Exercise inputs Start Marker

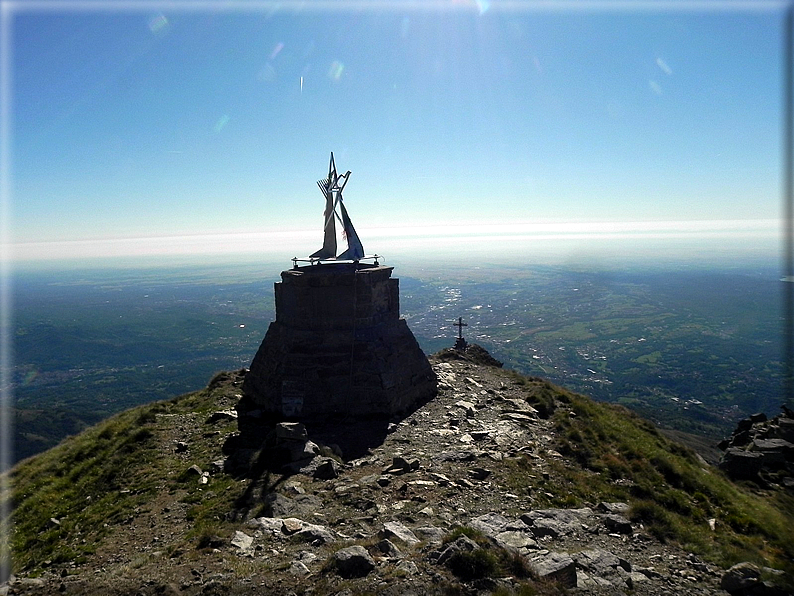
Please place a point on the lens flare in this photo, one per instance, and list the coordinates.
(158, 23)
(276, 50)
(335, 71)
(221, 123)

Exercise inputs End Marker

Required action>
Leave out the pictures and output every record above precisely as given.

Solution>
Please place a point on the lens flare in this photo, one per instance, and list the coordinates.
(158, 23)
(276, 50)
(335, 71)
(221, 123)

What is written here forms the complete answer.